● Document section
Fluorescence microscopy.

We performed light microscopic imaging using a fluorescence-inverted microscope (IX70; Olympus) equipped with an Uplan Apo 100× magnification/1.35-numeric-aperture oil iris for yeast cells or LUCPlanFLN 40× magnification/0.60-numeric-aperture Ph2 dry iris objective lens for CHO cells using mirror/filter units XF88-2 (Omega Optical, Inc.) for CFP/YFP FRET and a U-MNIBA (Olympus) filter set for GFP. Images were captured with a charge-coupled device camera (Sensys; PhotoMetrics) and analyzed using the MetaMorph software package version 7.0 (Universal Imaging Corp). For the evaluation of FRET values of the cytoplasm or peroxisomes, more than 20 regions in each acquired FRET image were selected and subjected to region measurements using the above-mentioned software.

qRT-PCR.

Total RNA was isolated from cells at log phase using the RNeasy minikit (Qiagen) followed by on-column DNase digestion. cDNAs were synthesized from 1 μg total RNA using random primers (Promega) and ReverTra Ace (Toyobo). After reverse transcription for 50 min at 42°C, the samples were heated for 5 min at 99°C to terminate the reaction, and 0.5 μl of RNase H was added. Quantitative reverse transcription-PCR (qRT-PCR) was performed in 20-μl mixtures in glass capillary tubes in a LightCycler (Roche Diagnostic). Primers used for the reactions are listed in Table S1 in the supplemental material. Negative control PCRs were performed without ReverTra Ace addition.

Determination of glutathione.

CHO cells were grown to confluence in the presence or absence (control culture condition) of pharmacological agents for 24 h. P. pastoris cells were cultured to mid-log phase in YNO medium at 30°C. CHO and yeast cells were harvested by centrifugation, washed once with physiological saline, and disrupted with zirconia beads in 300 μl of ice-chilled 8 mM HCl solution. Cell homogenates were centrifuged at 12,000 × g at 4°C, and the amount of GSH and GSSG in the resultant supernatant was determined as previously described (35).

RESULTS

Development and characterization of Redoxfluor as a redox indicator.

Collected data:

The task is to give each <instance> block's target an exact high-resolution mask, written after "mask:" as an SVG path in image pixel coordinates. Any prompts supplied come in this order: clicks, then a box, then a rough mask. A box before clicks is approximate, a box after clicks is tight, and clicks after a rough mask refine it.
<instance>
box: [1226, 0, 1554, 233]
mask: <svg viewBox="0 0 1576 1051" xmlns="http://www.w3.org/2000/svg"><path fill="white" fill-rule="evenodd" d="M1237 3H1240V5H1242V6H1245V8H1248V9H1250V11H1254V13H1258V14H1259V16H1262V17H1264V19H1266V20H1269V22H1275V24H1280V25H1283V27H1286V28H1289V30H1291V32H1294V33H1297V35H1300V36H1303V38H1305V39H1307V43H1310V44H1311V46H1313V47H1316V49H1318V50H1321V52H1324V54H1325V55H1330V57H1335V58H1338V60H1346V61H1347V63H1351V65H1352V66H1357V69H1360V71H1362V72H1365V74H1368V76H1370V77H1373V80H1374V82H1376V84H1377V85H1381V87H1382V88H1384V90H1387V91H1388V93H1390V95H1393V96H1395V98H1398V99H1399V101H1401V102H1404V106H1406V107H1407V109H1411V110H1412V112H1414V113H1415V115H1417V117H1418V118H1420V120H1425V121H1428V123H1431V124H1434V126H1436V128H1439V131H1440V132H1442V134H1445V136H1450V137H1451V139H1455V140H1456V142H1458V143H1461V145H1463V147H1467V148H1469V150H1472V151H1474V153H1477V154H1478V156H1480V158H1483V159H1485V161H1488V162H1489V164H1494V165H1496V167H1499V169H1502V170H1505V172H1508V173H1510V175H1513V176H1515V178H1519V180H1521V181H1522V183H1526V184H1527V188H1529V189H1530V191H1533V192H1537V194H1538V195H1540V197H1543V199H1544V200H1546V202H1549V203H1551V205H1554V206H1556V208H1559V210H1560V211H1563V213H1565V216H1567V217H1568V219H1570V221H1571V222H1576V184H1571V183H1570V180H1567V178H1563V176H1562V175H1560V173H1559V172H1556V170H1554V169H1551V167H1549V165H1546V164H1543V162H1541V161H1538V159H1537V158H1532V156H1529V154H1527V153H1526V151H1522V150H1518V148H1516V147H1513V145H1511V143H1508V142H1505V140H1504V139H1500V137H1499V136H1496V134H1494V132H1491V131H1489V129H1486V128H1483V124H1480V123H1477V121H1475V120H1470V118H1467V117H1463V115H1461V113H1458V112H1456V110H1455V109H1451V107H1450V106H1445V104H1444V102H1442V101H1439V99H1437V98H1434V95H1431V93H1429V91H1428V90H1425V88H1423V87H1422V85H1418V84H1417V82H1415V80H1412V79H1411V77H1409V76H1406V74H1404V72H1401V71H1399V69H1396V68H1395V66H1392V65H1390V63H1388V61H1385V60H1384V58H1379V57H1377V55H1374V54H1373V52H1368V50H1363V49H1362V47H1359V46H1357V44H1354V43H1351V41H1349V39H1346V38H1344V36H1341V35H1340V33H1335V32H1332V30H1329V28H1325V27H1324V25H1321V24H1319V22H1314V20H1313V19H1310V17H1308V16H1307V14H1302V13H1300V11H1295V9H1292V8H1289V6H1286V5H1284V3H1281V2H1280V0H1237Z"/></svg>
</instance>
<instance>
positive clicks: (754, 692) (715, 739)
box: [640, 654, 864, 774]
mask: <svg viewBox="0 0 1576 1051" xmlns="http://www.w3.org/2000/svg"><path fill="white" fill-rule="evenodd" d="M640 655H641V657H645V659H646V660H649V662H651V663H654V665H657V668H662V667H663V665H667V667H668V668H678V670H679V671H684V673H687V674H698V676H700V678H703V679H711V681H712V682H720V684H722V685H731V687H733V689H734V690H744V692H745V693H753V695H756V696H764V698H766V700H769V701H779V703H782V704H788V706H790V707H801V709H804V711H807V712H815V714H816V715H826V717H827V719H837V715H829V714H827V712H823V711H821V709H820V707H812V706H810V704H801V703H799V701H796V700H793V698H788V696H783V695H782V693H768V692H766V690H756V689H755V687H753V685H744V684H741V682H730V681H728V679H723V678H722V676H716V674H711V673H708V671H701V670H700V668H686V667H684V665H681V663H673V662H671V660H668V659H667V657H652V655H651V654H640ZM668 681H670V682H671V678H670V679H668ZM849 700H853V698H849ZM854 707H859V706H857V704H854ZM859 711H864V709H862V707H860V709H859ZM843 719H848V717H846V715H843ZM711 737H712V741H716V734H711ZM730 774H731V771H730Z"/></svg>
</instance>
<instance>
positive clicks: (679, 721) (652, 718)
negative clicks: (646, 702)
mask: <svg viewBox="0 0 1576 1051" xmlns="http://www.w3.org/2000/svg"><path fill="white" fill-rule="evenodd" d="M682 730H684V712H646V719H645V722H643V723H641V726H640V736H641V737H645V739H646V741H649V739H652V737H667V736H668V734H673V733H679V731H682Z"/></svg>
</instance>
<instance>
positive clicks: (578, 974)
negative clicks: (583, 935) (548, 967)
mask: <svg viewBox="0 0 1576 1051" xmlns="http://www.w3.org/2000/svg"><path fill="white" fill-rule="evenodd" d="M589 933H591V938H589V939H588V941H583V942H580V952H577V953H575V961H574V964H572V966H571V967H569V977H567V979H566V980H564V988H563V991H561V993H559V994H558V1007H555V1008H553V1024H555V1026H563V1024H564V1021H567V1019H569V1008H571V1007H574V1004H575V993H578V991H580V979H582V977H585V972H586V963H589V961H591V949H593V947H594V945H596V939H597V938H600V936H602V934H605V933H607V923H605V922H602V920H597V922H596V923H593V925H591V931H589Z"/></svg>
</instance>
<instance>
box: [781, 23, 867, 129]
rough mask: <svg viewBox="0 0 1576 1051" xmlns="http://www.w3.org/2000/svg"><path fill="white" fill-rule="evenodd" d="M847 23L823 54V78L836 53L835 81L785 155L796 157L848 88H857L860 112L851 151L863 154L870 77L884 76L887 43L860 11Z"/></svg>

● Problems to work on
#1 In the lab methods text:
(a) Which camera captured the microscope images?
(b) For how long and at what temperature was reverse transcription carried out?
(c) At what force and temperature were the cell homogenates centrifuged?
#2 Could you write what comes next in the lab methods text, beginning right after its final heading?

● Answers by item number
#1
(a) A charge-coupled device camera (Sensys; PhotoMetrics).
(b) 50 minutes at 42°C.
(c) 12,000 × g at 4°C.

#2
The yeast transcriptional factor Yap1 senses the intracellular redox state via its carboxy-terminal cysteine-rich domain (c-CRD) (17), and the structure of c-CRD has been reported to reflect the equilibrated and steady-state physiological redox status (1). The Redoxfluor C probe (C probe) contains a tandem repeat of the partial sequence for c-CRD (Yap1 601-650) (Fig. 1A), and it mediates fluorescence resonance energy transfer (FRET) between cerulean (29) (CFP) and citrine (6) (YFP) (Fig. 1B). The exposure of the purified C probe to H₂O₂ enhanced the CFP emission at the expense of the YFP emission and decreased the yellow-to-cyan emission ratio (527/476 nm), indicating an H₂O₂-induced loss of FRET (Fig. 1B and C).

The purified C probe was used for the determination of the FRET ratio (the fluorescence intensity of YFP divided by that of CFP) in titration buffers containing various ratios of reduced (GSH) and oxidized (GSSG) glutathione (Fig. 2 A). Based on the Nernst equation with an E₀ value of −240 mV for the GSH/GSSG redox couple (30), the redox midpoint potential of the C probe was determined to be −213 mV at pH 7.0 and 30°C, which was close to the value of the mammalian cytosolic redox potential (10). From the titration curve, the redox potential within the range of ∼−180 to −250 mV can be estimated from the FRET ratio (Fig. 2A). Under the conditions used for our experiment in vitro, this titration curve was unaffected by the probe concentration within a range of up to 1 μM (data not shown), which is estimated to be a much greater concentration than the level of the intracellularly expressed Redoxfluor and much lower than the intracellular GSH-plus-GSSH concentration (0.5 to 10 mM) (15). Thus, the effect of the intracellular expression of Redoxfluor on the redox state was assumed to be negligible.

FIG. 2.

Redox titration of Redoxfluor with reduced and oxidized glutathione in vitro. (A) Spectrophotometric analysis of C probe and A probe at 37°C in titration buffer containing different ratios of GSH/GSSG corresponding to the designated electropotential (E₀′) gradient. The excitation wavelength was 405 or 434 nm. (B) mPEG-maleimide modification of Redoxfluor. Under the same titration conditions as those described for panel A, the purified Redoxfluor was incubated with mPEG-maleimide and subjected to immunoblot analysis. The arrows indicate the signals corresponding to the nonmodified form of the protein. The asterisks indicate signals corresponding to modified forms of the probe protein.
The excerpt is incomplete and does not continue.